▶ EXERCISE:
Count the lines in the data below that contain the string "slate", treating uppercase and lowercase as different. Reply with the number alone.

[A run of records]
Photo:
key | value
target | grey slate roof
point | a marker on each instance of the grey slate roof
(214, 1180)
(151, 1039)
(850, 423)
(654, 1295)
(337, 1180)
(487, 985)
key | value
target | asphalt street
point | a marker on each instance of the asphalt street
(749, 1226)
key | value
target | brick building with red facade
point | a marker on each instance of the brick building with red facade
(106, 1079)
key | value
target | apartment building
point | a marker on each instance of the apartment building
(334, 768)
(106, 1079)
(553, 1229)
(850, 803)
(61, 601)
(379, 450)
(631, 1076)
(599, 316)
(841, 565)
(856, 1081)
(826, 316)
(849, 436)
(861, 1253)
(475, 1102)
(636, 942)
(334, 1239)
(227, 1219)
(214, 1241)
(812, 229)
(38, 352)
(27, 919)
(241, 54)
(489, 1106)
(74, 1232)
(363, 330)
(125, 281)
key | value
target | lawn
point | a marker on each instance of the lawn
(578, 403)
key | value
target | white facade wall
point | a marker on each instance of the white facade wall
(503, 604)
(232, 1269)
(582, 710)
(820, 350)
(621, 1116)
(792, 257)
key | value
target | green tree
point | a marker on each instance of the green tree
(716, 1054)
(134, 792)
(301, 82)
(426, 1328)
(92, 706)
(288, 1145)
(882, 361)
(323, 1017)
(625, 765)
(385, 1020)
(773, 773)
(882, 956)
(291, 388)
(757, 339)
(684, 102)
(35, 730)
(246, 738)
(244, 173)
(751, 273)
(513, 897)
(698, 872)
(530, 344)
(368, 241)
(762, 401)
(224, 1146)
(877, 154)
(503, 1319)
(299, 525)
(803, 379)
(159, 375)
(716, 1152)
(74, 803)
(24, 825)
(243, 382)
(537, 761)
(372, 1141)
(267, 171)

▶ THE REPLY:
2